The task:
Extract every line below that contains the word "with", and copy each one in full.

[Object location annotation data]
★ ★ ★ ★ ★
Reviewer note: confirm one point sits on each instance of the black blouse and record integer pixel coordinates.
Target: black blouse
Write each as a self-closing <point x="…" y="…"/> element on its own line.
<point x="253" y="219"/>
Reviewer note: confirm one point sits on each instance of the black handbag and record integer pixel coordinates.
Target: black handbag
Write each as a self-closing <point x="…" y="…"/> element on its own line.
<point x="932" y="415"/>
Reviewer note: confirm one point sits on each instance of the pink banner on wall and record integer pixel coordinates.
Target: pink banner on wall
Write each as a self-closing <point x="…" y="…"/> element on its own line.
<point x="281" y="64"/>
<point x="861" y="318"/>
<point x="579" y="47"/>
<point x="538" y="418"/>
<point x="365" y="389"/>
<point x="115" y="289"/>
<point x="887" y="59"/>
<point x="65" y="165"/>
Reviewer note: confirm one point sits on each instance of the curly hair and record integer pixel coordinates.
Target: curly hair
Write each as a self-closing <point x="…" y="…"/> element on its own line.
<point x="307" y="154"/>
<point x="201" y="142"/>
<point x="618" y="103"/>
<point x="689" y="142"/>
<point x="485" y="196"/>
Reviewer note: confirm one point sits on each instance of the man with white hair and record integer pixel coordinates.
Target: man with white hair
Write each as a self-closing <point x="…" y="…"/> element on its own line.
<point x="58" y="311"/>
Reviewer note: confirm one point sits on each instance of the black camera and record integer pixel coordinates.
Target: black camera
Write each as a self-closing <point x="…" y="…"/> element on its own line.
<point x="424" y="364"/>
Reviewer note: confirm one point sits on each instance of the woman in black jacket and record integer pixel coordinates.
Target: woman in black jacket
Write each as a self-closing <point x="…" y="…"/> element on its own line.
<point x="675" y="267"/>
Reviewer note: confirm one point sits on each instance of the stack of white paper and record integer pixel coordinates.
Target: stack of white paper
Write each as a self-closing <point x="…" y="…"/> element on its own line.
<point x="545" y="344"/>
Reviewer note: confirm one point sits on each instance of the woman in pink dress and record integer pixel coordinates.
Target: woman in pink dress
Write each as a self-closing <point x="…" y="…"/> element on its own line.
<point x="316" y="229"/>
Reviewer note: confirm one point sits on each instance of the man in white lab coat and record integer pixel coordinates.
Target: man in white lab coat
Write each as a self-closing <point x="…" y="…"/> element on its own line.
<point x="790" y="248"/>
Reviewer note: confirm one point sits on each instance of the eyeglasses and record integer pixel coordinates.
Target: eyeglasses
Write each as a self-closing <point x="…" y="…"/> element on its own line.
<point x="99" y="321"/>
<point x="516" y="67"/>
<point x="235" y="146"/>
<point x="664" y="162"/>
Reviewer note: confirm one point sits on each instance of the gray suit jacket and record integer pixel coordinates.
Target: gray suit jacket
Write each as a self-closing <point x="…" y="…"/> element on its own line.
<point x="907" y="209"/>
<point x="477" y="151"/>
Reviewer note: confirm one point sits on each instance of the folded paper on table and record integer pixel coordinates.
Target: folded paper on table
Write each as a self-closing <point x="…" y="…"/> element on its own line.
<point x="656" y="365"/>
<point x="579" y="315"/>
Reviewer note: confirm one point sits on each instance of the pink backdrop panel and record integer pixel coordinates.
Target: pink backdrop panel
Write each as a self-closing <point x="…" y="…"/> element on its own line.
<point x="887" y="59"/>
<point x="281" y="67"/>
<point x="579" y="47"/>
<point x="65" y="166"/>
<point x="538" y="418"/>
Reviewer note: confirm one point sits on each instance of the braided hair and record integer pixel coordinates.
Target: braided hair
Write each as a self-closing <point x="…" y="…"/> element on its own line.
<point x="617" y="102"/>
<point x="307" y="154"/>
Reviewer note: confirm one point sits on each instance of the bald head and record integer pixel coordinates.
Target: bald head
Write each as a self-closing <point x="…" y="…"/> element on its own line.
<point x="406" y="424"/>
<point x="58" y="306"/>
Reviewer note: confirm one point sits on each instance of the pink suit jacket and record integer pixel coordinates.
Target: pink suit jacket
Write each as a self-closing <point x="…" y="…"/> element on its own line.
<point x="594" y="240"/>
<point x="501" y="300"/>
★ ★ ★ ★ ★
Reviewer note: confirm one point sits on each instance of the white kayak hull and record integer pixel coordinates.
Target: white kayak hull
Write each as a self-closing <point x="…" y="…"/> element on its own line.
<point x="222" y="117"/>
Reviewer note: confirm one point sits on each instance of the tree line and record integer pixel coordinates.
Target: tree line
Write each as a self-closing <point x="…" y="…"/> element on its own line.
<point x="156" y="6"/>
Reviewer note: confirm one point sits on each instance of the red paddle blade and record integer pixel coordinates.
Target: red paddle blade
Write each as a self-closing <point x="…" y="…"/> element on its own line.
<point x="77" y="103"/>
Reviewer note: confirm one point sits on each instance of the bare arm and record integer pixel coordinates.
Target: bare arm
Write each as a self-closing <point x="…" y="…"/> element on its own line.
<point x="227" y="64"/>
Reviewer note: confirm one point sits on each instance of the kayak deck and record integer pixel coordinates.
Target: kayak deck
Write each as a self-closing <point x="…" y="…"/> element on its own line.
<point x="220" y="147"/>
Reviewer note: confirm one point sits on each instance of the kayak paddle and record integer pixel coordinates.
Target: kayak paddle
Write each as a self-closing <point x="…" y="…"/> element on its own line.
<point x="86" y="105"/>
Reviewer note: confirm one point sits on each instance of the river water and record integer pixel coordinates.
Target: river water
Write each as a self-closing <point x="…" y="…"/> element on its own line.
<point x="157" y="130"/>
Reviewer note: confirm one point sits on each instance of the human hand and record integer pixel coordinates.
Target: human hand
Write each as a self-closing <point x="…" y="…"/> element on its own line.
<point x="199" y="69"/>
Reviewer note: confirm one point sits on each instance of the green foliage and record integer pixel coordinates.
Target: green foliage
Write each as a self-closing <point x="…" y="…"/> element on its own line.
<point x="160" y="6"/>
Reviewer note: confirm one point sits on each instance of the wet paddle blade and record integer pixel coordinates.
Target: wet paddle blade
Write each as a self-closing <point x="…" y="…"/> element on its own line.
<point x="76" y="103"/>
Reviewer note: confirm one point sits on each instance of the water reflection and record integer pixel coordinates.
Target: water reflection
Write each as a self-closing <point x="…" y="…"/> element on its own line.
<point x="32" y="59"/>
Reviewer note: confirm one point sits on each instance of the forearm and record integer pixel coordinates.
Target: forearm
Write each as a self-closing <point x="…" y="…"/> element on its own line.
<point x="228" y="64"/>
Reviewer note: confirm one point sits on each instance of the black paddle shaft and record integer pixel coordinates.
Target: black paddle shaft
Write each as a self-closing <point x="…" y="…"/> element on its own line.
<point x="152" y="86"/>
★ ★ ★ ★ ★
Task answer:
Reviewer note: confirm one point sits on each instance of the man with white hair and record integer pixel coordinates.
Target: man with white hair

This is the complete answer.